◆ **WHAT YOU WILL DO**
The data needs to be returned in full, exactly as it reads.

◆ **EXTRACTED MATERIAL**
- - - - -
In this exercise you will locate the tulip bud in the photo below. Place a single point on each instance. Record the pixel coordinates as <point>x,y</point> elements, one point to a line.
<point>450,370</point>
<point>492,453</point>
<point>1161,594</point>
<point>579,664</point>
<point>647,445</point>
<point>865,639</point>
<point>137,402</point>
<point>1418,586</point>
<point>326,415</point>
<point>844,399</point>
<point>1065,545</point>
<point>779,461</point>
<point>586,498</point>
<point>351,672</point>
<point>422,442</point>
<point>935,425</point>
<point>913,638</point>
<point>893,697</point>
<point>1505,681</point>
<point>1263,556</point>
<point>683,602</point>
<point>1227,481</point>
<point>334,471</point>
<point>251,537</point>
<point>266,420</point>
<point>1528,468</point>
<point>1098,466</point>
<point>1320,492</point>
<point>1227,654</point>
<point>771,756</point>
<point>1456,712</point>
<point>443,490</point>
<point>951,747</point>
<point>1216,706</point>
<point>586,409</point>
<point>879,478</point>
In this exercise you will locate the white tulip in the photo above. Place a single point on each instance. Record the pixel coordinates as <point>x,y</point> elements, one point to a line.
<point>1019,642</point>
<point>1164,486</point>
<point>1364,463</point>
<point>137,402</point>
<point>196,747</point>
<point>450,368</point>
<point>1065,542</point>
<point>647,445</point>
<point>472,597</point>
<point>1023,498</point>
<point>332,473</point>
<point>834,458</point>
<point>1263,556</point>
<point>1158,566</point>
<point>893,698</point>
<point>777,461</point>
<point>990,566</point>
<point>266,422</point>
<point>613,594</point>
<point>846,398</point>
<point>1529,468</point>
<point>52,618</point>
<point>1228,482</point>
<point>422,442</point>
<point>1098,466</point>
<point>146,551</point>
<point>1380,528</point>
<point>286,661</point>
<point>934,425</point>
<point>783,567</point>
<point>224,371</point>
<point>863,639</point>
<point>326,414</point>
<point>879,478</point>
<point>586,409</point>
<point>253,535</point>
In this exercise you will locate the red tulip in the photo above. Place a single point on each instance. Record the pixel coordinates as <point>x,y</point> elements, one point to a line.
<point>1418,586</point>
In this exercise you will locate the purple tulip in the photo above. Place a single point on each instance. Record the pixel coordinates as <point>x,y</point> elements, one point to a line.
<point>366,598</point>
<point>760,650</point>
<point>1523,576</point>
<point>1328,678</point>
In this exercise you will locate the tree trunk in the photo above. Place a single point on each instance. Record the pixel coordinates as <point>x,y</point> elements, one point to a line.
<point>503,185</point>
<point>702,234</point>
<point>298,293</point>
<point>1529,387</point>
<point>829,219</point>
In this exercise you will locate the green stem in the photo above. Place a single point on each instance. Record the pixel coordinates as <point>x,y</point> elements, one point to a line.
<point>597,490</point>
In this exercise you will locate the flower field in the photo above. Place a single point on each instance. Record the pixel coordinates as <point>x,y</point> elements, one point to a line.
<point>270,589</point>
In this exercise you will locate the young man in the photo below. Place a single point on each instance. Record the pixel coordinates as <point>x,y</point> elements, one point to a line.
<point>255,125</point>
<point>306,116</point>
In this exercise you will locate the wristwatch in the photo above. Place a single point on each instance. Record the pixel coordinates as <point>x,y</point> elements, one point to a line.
- - - - -
◆ **SOLUTION FOR THIS PROBLEM**
In this exercise you will locate the tulip bud in the photo below. Place a single point on each instance. Record the pixel coordinates as <point>x,y</point> elements, one point to a line.
<point>450,370</point>
<point>492,453</point>
<point>1161,594</point>
<point>579,664</point>
<point>647,445</point>
<point>865,639</point>
<point>137,402</point>
<point>1418,586</point>
<point>326,415</point>
<point>844,399</point>
<point>1065,545</point>
<point>779,461</point>
<point>586,498</point>
<point>351,672</point>
<point>422,442</point>
<point>935,425</point>
<point>913,638</point>
<point>893,697</point>
<point>1505,681</point>
<point>1263,556</point>
<point>683,602</point>
<point>1227,481</point>
<point>334,471</point>
<point>251,537</point>
<point>266,420</point>
<point>1528,468</point>
<point>1098,466</point>
<point>1320,492</point>
<point>1227,654</point>
<point>771,756</point>
<point>1456,712</point>
<point>443,490</point>
<point>951,747</point>
<point>1216,706</point>
<point>586,409</point>
<point>879,478</point>
In this exercise you will locate the white tulip in the photo above. Place a single point on each instance. Record the pixel coordinates as <point>x,y</point> elements, one point to a line.
<point>1019,642</point>
<point>1164,486</point>
<point>1364,463</point>
<point>137,402</point>
<point>196,747</point>
<point>450,368</point>
<point>1065,542</point>
<point>647,445</point>
<point>472,597</point>
<point>1023,498</point>
<point>332,473</point>
<point>834,458</point>
<point>1263,556</point>
<point>1158,566</point>
<point>893,698</point>
<point>777,461</point>
<point>990,566</point>
<point>266,422</point>
<point>613,594</point>
<point>846,398</point>
<point>1529,468</point>
<point>52,618</point>
<point>1228,482</point>
<point>422,442</point>
<point>1098,466</point>
<point>146,551</point>
<point>1380,528</point>
<point>286,661</point>
<point>934,425</point>
<point>783,567</point>
<point>224,371</point>
<point>863,639</point>
<point>326,414</point>
<point>879,478</point>
<point>586,409</point>
<point>253,535</point>
In this exercise you will locate the red tulip in the photo above. Place a single point on each instance. Record the pixel coordinates as <point>x,y</point> elements, one point to a line.
<point>1418,586</point>
In this exercise you will locate the purple tulip in the photo above. Place a single point on each instance. Record the pixel coordinates as <point>x,y</point> elements, one point to a line.
<point>366,598</point>
<point>760,650</point>
<point>1523,576</point>
<point>1328,678</point>
In this exercise you will locate the tree trunk in the photo above. Place a single point on each instance. Record the pixel coordinates as <point>x,y</point> elements, one point to a line.
<point>503,185</point>
<point>702,234</point>
<point>298,293</point>
<point>1529,387</point>
<point>829,219</point>
In this exercise you will locate the green stem in the photo above. Place a single point on each instance. Record the pixel coordinates as <point>x,y</point> elements, one point to a line.
<point>597,490</point>
In this exercise you will locate the flower field in the photo above. Place a single point on each instance. Record the pixel coordinates as <point>x,y</point> elements, one point to a line.
<point>270,589</point>
In this exercise you will locate the young man in the photo below. Place a single point on each instance. Record the pixel coordinates as <point>x,y</point> elements, one point to a line.
<point>255,125</point>
<point>306,116</point>
In this exercise you will locate the wristwatch in the photo above. Place a single point on each instance. Record the pixel coordinates as <point>x,y</point> elements, one point to a line.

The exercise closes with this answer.